Кстати, глубина «Мастера и Маргариты», романа, который стал вполне «попсовым», как раз в этом, в идее о том, что судит не Бог, а судит Воланд с божьего попущения. Это глубокая весьма мысль. Воланд в романе делает добро, по большому счету. Во всяком случае, как художественная идея, это достаточно интересно.

ЛН: Юрий Николаевич, скажите пожалуйста, что-нибудь тем людям, которые сейчас увидят картину «Посвященный» впервые.

ЮА: Ну, ребята, если вы еще не заснули, желаю вам, чтоб вы не заснули и в дальнейшем, на пятой или шестой части этого фильма. Что за картина, не знаю – вкладывали душу. Я, во всяком случае, за себя ручаюсь. Что режиссер вам скажет, не знаю. Осталась ли там эта душа, и видна ли она сквозь толщу времени, я тоже не знаю, но, в любом случае, киноманам эта картина может быть интересна хотя бы с архивной точки зрения.

Наум Клейман:«Я патриот кино, а не той или иной страны»[142]

НК: Проблема истории кино гораздо шире, чем только преподавание. Дело в том, что кино, во-первых, еще молодое искусство, которое не пережило отсев столетий, в отличие от живописи. Когда там мы видим вершины и только специалисты залезают в ущелья и смотрят, что там еще есть, то в кино все время пейзаж меняется. Он еще не устоялся. Все время вылезают какие-то другие имена, какие-то сенсации – кратковременные, может быть, продиктованные модой, закрывают то, что вчера считалось абсолютом.
┄┄┄┄┄┄┄┄┄┄┄┄┄┄┄┄┄┄┄┄
* [ЗАДАНИЯ К УПРАЖНЕНИЮ]:
1. Изложите суть фрагмента документа в трех предложениях.
2. Продолжите рассуждение Наума Клеймана об истории кино из фрагмента документа, начав сразу после его последнего предложения.

* [ИМЕЮЩИЕСЯ ДАННЫЕ]:
┄┄┄┄┄┄┄┄┄┄┄┄┄┄┄┄┄┄┄┄
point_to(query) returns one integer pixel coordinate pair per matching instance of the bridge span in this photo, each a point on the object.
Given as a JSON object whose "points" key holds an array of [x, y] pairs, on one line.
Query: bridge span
┄┄┄┄┄┄┄┄┄┄┄┄┄┄┄┄┄┄┄┄
* [ОТВЕТЫ]:
1. Глубина романа «Мастер и Маргарита» усматривается в мысли о том, что судит не Бог, а Воланд с божьего попущения, причем Воланд в романе, по большому счету, делает добро. Юрий Николаевич желает зрителям картины «Посвященный» не заснуть, ручается, что со своей стороны вкладывал в нее душу, и отмечает, что киноманам она может быть интересна хотя бы с архивной точки зрения. Наум Клейман говорит, что проблема истории кино гораздо шире преподавания, поскольку кино, в отличие от живописи, еще молодое искусство, не пережившее отсев столетий, и его пейзаж все время меняется.

2.
И из-за этого, к сожалению, не только нет более-менее четкой картины эволюции кино, но еще она замутнена. Замутнена модой, замутнена рыночным успехом, всевозможным массовым поклонением культу звезд и так далее. То есть можно так сказать, что все еще поклоняются Золотому тельцу, а десять заповедей не выучили.

Поэтому ситуация, к сожалению, пока в истории кино, в целом, во всем мире еще не очень ясная. И меня немножко огорчает, что, когда ты называешь имя Росселини, видишь недоуменные глаза людей. Не только потому, что Росселини – это один из столпов, это само собой. Но люди не чувствуют потребности не терять из виду тех, кто, казалось, был признан уже основоположником (одним из основоположников, разумеется) этого искусства.

Сейчас очень трудно еще и потому, что кино выработало такую иерархию, при которой игровые фильмы выше всех других форм кино. В последнее время немножечко анимация догоняет. Но документальные все равно – это периферия, а так называемое научное кино, научно-популярное кино и все, что было связано с так называемым «культурфильмом», – это вообще острова в океане.

И внутри игрового кино тоже есть иерархия, связанная с производством, с культом звезд. Потому что Голливуд находится на недосягаемой высоте, это Джомолунгма. Где-то там еще есть Монблан французского кино. А вот рядом находящееся какое-нибудь голландское кино считается возможным не знать, пусть даже два имени. Но Голландии как бы не существует на карте истории кино, да?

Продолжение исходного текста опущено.